▸ THE EXERCISE
Copy every entry word for word, but skip the pictures.

* Begin *

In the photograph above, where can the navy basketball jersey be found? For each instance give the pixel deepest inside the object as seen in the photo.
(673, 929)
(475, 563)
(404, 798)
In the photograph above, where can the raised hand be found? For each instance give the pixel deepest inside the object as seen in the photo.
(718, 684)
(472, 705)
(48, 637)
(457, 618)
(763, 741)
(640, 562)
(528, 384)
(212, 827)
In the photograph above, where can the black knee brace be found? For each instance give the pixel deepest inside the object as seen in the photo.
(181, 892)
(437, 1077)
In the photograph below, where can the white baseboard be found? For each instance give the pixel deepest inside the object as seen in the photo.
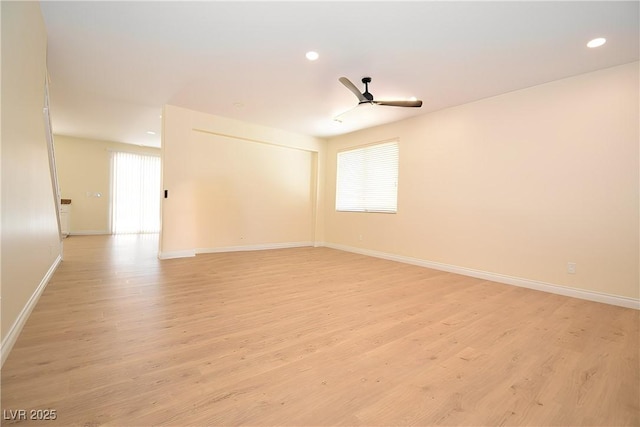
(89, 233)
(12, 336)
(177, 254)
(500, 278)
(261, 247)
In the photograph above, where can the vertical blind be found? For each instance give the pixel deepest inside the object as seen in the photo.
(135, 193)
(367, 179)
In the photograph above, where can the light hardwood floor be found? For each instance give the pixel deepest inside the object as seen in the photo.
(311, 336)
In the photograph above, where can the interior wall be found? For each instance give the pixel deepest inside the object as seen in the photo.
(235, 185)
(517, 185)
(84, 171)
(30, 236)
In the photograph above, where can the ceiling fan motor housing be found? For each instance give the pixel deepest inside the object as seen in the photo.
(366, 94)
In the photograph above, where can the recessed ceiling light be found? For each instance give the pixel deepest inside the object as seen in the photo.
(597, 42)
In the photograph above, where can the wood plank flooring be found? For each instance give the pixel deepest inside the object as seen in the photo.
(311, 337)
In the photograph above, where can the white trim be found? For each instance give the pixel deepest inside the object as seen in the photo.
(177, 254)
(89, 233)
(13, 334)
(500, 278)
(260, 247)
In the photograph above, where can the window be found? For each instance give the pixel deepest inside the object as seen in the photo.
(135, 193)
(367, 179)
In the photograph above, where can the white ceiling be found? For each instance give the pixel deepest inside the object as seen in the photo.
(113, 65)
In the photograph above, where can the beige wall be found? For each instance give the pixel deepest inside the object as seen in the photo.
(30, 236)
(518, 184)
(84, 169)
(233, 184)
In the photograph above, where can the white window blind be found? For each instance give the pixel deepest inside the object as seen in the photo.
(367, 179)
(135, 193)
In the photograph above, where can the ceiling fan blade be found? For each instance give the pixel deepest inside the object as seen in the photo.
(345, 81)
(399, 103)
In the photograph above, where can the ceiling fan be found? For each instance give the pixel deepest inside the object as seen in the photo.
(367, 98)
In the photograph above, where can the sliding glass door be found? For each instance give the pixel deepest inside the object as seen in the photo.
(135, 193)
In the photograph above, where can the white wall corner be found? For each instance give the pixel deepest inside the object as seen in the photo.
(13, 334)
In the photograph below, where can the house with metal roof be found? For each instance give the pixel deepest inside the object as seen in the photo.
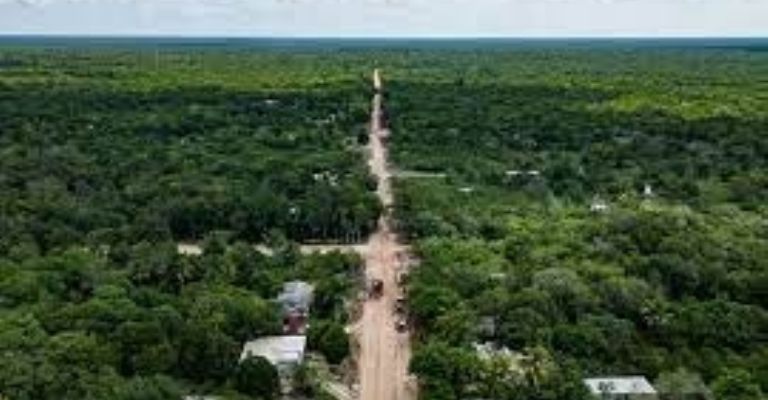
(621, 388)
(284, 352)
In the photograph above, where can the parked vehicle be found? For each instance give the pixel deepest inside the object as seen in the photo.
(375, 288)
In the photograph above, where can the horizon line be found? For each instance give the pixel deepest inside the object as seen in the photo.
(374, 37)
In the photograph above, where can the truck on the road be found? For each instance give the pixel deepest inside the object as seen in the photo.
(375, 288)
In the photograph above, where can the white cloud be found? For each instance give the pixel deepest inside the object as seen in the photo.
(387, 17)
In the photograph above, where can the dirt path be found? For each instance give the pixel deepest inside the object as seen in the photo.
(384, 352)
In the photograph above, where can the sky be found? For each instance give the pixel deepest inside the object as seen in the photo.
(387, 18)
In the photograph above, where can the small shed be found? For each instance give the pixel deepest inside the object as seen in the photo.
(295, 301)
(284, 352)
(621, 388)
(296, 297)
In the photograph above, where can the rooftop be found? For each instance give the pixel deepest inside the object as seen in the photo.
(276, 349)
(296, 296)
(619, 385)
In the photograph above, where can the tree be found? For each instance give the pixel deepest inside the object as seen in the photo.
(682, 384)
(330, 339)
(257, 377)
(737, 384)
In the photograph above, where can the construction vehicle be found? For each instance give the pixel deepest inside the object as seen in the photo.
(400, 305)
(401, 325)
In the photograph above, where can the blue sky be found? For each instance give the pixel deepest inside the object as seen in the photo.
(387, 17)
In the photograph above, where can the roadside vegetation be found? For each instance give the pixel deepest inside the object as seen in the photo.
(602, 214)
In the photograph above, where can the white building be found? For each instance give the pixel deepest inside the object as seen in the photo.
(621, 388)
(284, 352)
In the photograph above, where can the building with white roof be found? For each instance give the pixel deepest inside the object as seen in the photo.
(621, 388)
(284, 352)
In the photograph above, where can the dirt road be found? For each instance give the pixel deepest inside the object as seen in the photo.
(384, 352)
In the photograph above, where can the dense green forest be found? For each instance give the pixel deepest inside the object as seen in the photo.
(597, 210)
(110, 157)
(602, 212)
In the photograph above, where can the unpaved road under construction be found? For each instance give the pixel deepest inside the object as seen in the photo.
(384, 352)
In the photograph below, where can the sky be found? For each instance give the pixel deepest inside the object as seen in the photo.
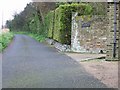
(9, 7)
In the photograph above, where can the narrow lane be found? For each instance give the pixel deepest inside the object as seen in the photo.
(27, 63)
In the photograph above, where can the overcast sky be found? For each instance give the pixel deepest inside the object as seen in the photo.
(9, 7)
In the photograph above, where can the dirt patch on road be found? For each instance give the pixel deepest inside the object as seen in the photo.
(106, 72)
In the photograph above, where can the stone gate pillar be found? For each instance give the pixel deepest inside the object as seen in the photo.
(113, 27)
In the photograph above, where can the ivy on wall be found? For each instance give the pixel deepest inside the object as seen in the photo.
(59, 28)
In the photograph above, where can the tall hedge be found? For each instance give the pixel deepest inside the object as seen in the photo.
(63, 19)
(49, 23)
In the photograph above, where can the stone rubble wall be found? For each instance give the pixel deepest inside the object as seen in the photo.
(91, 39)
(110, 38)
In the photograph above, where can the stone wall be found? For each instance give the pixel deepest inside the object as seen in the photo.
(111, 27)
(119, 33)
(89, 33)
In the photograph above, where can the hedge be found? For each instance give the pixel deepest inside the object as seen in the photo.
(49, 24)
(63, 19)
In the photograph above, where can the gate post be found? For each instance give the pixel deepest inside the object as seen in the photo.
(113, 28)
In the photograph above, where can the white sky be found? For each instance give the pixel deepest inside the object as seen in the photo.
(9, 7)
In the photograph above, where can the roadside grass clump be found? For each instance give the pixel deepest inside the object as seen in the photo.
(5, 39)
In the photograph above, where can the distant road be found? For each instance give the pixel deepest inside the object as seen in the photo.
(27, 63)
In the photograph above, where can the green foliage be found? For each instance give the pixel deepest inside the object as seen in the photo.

* End *

▸ SOLUTION BELOW
In the photograph above, where can the navy basketball jersey be found? For each instance give the pixel deepest inside the object as seen in the photo.
(673, 929)
(475, 563)
(404, 798)
In the photograph above, where can the raised hand be found? For each instance give the pixel deepest inside the object as seen in the photo.
(718, 684)
(472, 705)
(48, 637)
(457, 618)
(763, 741)
(640, 562)
(528, 384)
(212, 827)
In the photograph above, where can the black knee brace be found? For each instance give the pixel deepest inside the object as seen in the photo.
(181, 892)
(437, 1077)
In the photograph below, where can the white baseboard be found? For each instance give the pixel deepest inside the object as seen in the photo.
(89, 233)
(12, 336)
(177, 254)
(500, 278)
(261, 247)
In the photograph above, where can the vertical blind be found? For each instance give the pixel deepest inside the object as seen in the photo.
(135, 193)
(367, 179)
In the photograph above, where can the light hardwood floor be found? For each instance give the pixel deepest inside the object as seen in the photo.
(311, 336)
In the photograph above, where can the interior wall be found? For each instance give the pixel deepest inside the object as seen in the photo.
(235, 185)
(517, 185)
(84, 171)
(30, 236)
In the photograph above, where can the ceiling fan motor housing be found? For each instance give the pixel deepest inside the object as seen in the photo.
(366, 94)
In the photograph above, where can the recessed ceiling light be found? For each instance give the pixel deepest inside the object as seen in the photo.
(597, 42)
In the photograph above, where can the wood plank flooring be found? For each instance give the pixel deepest inside the object as seen in the photo.
(311, 337)
In the photograph above, where can the white trim be found? For each instance give the pixel deepest inside the object as seen in the photo.
(177, 254)
(89, 233)
(13, 334)
(500, 278)
(260, 247)
In the photograph above, where can the window be found? For each instance give the pixel deepest inside the object as seen in the photo.
(135, 193)
(367, 179)
In the photograph above, where can the white ceiling be found? For each instance give the pixel deepest inside the object as seen in the photo.
(113, 65)
In the photograph above, where can the beige wall be found? For each instance give the pixel deepest inside the object as seen in the photo.
(30, 236)
(518, 184)
(84, 169)
(233, 184)
In the photograph above, where can the white window blind be found? For each instance give the pixel deepest inside the object as seen in the photo.
(367, 179)
(135, 193)
In the photograph above, where can the ceiling fan blade be found? For each instance give the pixel deepest inside the object as seen in the photo.
(345, 81)
(399, 103)
In the photograph above, where can the ceiling fan be found? For each instance give the pixel deepest inside the object as seen in the photo.
(367, 98)
In the photograph above, where can the sliding glass door be found? For each instance give the pixel deepest inside the object as seen in the photo.
(135, 193)
In the photograph above, where can the white wall corner be found? For each instance give the pixel deepest inside the object as seen in the photo.
(13, 334)
In the photograph below, where can the house with metal roof be found? For each instance give the pixel deepest inside the object as seen in the photo.
(621, 388)
(284, 352)
In the photograph above, where can the parked vehicle be found? For each instance give the pixel deepest inside the object as seen in the photo.
(375, 288)
In the photograph above, where can the horizon line be found? For each instance give the pixel deepest inside the object as seen in the photo.
(374, 37)
In the photograph above, where can the truck on the road be found? For each instance give the pixel deepest inside the object as seen in the photo.
(375, 288)
In the photograph above, where can the white cloud be found? For each instance give the pixel deepest inside the object as seen in the photo.
(387, 17)
In the photograph above, where can the dirt path be found? For each instance give the pixel deepest inside the object as seen in the photo.
(384, 352)
In the photograph above, where can the sky be found? For each instance give the pixel deepest inside the object as seen in the photo.
(387, 18)
In the photograph above, where can the small shed be found? For each instance give the pixel deepest inside the object as seen in the photo.
(295, 301)
(284, 352)
(621, 388)
(296, 297)
In the photograph above, where can the rooftop be found? For each instance give the pixel deepest inside the object as seen in the photo.
(276, 349)
(296, 296)
(619, 385)
In the photograph above, where can the tree be found? For each instance give the pixel deepest inside the object as seen in the photo.
(682, 384)
(330, 339)
(257, 377)
(737, 384)
In the photograph above, where can the construction vehicle be found? For each instance give the pixel deepest inside the object as seen in the photo.
(400, 305)
(401, 325)
In the photograph above, where can the blue sky be found? For each instance give the pixel deepest inside the object as seen in the photo.
(387, 17)
In the photograph above, where can the roadside vegetation be found? For each instance give the pixel deepest inside the object as seen in the photo.
(602, 214)
In the photograph above, where can the white building be found? For each instance give the pixel deepest inside the object as seen in the photo.
(621, 388)
(284, 352)
In the photograph above, where can the building with white roof be found? For each instance give the pixel deepest inside the object as seen in the photo.
(621, 388)
(284, 352)
In the photograph above, where can the dirt road be found? For each instance give the pixel deepest inside the object as seen in the photo.
(384, 352)
In the photograph above, where can the dense green forest be found? For each instance give the pixel deepest inside the object as seen in the photo.
(597, 210)
(110, 157)
(602, 212)
In the photograph above, where can the unpaved road under construction be found? For each instance give the pixel deepest inside the object as seen in the photo.
(384, 352)
In the photograph below, where can the sky be found? For each instance give the pixel deepest inside the object as seen in the photo.
(9, 7)
In the photograph above, where can the narrow lane be found? For each instance give the pixel deepest inside the object as seen in the photo.
(27, 63)
In the photograph above, where can the overcast sky be found? For each instance give the pixel deepest inside the object as seen in the photo.
(9, 7)
In the photograph above, where can the dirt patch on road be found? For each instance give the pixel deepest inside the object as seen in the photo.
(106, 72)
In the photograph above, where can the stone gate pillar be found? For each instance give the pixel deepest inside the object as seen in the photo.
(113, 27)
In the photograph above, where can the ivy on wall be found? For each instance give the pixel deepest inside the object as seen in the photo.
(59, 28)
In the photograph above, where can the tall hedge be found? For each instance give the pixel deepest inside the object as seen in the photo.
(63, 19)
(49, 23)
In the photograph above, where can the stone rubble wall be found? For each instance give the pixel deepest inside the object as seen in the photo.
(91, 39)
(110, 38)
In the photograph above, where can the stone wall be found? For each instance give the pixel deepest inside the object as seen in the photo.
(111, 27)
(119, 33)
(89, 33)
In the photograph above, where can the hedge be found? For each instance give the pixel deepest inside the object as seen in the photo.
(49, 24)
(63, 19)
In the photograph above, where can the gate post be found? For each instance give the pixel deepest inside the object as seen in the photo.
(113, 28)
In the photograph above, where can the white sky be found? For each instance give the pixel deepest inside the object as seen in the photo.
(9, 7)
In the photograph above, where can the roadside grass clump be found? For each instance give the pixel deepest inside the object as seen in the photo.
(5, 39)
In the photograph above, where can the distant road be found? For each instance give the pixel deepest inside the object as seen in the photo.
(27, 63)
In the photograph above, where can the green foliage be found? For each instance give the pixel deepest inside the object as seen in the photo.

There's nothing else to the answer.